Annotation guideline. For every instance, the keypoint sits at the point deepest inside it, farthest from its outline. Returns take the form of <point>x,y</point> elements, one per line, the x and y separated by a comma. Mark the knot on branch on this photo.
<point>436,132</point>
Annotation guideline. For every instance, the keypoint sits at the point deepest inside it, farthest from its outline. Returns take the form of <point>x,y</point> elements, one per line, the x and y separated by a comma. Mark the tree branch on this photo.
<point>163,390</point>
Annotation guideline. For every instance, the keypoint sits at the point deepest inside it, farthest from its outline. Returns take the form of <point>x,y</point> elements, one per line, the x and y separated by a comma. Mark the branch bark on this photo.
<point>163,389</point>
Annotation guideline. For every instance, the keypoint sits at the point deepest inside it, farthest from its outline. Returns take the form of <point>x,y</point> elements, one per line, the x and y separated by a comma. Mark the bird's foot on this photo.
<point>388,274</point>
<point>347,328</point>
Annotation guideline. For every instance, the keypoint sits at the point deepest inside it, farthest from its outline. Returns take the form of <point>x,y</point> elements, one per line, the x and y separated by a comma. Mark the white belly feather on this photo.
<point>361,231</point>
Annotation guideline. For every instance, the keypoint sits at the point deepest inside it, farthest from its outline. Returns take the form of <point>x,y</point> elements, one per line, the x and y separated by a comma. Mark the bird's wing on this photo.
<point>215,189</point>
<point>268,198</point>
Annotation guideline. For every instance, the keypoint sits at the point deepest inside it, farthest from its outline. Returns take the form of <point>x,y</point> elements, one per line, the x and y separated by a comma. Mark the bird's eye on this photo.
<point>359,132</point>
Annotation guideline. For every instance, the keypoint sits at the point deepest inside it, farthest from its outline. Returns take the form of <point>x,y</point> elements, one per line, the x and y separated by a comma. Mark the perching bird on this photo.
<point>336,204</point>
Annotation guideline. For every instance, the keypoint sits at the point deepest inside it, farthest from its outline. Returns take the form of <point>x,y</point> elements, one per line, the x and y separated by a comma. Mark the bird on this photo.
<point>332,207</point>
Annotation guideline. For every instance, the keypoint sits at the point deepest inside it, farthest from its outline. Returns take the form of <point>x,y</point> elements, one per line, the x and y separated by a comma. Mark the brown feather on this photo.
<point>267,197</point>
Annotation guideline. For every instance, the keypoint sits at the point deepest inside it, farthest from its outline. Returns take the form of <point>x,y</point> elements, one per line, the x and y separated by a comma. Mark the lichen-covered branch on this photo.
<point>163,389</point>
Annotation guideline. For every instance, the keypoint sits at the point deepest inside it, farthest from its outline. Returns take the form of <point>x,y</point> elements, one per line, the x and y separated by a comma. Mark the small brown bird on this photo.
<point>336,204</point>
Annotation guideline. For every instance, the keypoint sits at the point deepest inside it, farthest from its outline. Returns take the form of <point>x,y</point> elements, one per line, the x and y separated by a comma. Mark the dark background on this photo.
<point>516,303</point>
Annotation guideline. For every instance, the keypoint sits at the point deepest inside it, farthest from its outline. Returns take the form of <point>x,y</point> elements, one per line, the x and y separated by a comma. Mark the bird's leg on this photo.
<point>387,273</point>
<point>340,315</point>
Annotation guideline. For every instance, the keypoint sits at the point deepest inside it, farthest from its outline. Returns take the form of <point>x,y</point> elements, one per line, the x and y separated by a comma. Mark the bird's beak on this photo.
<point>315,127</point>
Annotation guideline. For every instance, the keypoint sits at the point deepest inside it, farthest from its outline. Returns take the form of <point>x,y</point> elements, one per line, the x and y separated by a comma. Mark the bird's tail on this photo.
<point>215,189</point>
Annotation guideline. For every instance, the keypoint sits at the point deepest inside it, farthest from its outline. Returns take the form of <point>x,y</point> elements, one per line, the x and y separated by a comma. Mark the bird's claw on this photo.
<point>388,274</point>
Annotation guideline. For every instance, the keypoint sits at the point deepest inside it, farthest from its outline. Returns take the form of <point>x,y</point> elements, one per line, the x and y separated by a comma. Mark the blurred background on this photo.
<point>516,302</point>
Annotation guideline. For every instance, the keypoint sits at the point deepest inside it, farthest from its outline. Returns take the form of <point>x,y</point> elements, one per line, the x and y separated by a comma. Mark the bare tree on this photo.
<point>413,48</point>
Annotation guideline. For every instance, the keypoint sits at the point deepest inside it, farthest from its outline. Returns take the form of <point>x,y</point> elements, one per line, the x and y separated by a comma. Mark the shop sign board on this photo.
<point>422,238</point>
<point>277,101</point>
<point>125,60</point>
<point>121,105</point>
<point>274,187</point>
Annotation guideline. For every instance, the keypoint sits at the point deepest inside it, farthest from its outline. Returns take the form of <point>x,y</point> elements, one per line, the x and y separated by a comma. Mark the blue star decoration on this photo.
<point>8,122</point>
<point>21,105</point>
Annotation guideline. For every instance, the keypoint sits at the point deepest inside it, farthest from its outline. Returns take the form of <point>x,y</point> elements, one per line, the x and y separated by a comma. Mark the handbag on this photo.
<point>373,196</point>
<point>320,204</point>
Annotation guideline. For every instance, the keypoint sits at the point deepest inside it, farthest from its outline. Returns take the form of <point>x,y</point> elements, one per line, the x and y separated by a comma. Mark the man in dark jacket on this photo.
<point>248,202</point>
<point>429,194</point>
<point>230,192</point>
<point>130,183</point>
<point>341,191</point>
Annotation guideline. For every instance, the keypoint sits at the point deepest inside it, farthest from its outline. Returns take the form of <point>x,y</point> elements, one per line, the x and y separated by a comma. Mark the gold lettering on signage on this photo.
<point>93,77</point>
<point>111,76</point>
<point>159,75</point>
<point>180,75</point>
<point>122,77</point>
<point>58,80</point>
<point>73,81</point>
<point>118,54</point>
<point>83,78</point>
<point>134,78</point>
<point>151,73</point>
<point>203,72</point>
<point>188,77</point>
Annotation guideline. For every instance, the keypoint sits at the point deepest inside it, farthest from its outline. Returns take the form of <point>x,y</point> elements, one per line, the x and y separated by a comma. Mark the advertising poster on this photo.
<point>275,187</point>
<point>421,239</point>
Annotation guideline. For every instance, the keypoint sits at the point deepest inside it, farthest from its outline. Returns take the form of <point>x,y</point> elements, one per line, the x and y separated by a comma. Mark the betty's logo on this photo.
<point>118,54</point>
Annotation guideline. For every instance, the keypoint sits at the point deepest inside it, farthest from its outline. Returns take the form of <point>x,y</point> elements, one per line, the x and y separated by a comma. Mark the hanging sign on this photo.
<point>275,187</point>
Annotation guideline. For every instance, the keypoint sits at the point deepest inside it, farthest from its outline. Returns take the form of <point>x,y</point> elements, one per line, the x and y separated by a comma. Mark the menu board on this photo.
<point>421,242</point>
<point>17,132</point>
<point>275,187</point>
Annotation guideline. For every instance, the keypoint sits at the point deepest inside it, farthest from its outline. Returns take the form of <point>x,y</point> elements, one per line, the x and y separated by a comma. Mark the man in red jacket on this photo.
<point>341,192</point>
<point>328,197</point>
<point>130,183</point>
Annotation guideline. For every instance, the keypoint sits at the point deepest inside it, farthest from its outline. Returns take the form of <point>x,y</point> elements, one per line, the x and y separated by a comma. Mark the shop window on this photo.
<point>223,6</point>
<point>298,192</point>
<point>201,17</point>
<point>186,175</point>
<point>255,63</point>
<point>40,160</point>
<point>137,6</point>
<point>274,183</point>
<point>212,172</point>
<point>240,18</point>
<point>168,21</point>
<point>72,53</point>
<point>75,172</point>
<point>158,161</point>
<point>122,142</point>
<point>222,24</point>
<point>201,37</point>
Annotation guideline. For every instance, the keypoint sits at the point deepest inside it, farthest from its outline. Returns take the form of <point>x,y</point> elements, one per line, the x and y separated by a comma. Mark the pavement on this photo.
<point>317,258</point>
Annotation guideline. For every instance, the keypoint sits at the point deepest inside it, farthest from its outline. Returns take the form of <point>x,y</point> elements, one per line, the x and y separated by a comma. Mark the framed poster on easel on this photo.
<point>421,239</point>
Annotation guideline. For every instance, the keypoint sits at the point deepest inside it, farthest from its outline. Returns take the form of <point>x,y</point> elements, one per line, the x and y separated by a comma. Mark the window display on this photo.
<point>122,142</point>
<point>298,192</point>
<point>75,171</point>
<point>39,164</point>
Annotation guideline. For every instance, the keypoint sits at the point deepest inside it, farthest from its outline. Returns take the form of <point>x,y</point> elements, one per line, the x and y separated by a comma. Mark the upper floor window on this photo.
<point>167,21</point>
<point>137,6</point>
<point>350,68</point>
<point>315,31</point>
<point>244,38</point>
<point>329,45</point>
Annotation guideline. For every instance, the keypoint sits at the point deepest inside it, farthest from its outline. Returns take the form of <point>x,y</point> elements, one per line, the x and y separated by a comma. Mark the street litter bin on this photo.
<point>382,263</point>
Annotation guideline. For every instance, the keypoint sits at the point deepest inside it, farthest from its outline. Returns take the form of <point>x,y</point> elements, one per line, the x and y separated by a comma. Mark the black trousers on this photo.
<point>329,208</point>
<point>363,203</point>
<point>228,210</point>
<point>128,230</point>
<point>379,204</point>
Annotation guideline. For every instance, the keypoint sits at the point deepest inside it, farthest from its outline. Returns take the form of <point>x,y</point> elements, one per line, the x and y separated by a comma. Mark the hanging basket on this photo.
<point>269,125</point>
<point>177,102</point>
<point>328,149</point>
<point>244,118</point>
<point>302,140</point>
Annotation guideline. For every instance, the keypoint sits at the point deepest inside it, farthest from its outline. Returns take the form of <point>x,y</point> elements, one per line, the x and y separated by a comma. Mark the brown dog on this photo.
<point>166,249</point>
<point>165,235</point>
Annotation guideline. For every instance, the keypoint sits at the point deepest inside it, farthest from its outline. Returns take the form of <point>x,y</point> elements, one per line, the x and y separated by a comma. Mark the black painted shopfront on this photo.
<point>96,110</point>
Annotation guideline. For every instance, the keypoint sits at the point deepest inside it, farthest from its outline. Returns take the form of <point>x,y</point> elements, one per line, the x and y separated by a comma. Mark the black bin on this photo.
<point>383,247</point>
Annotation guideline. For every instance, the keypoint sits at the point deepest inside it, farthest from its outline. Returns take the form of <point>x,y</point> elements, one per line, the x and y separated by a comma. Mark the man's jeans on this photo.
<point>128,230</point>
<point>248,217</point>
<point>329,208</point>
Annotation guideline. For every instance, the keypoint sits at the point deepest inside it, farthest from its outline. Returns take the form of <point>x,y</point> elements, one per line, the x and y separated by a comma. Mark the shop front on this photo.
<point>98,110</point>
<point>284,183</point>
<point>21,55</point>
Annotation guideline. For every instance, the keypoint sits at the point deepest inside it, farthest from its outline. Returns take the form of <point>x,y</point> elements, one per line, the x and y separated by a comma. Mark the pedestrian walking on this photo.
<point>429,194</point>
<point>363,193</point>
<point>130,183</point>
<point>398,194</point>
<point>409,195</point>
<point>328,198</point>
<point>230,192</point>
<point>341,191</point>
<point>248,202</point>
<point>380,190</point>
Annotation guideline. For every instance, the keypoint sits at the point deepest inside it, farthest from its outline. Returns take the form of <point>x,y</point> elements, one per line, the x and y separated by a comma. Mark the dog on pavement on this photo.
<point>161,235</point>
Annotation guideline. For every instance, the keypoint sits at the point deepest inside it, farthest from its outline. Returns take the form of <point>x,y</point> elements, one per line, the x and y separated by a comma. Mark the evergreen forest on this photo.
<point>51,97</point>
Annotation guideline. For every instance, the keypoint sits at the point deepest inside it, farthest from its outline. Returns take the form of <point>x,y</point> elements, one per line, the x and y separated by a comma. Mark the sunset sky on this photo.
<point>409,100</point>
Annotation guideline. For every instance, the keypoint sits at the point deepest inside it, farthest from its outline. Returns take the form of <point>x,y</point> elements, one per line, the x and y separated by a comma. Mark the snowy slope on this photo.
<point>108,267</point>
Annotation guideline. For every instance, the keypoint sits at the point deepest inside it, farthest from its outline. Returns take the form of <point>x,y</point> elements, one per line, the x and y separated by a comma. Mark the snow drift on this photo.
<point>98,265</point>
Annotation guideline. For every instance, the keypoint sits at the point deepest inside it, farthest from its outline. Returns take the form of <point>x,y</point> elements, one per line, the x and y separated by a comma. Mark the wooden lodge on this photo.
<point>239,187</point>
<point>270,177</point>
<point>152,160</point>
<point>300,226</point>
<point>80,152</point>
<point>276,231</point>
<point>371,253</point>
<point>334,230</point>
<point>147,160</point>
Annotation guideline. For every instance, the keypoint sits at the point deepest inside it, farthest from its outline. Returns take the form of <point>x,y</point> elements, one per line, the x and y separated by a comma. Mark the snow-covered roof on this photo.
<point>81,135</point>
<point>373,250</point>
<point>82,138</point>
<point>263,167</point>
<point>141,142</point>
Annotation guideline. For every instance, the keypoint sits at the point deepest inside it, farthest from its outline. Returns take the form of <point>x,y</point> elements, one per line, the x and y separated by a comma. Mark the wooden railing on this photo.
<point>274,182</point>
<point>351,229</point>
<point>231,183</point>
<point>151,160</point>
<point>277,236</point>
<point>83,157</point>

Instructions for the task: Where a line contains "railing on this photo.", begin there and output each line through the end of the data above, exactly; give no other lines.

Exercise result:
Annotation guideline. For every instance, the keypoint sits at the point deepest inside it, farthest from its outline. Returns take the form of <point>x,y</point> elements, one per line, the x and y separated by a comma. Mark the wooden railing on this photo.
<point>274,182</point>
<point>351,229</point>
<point>231,183</point>
<point>151,160</point>
<point>277,236</point>
<point>83,157</point>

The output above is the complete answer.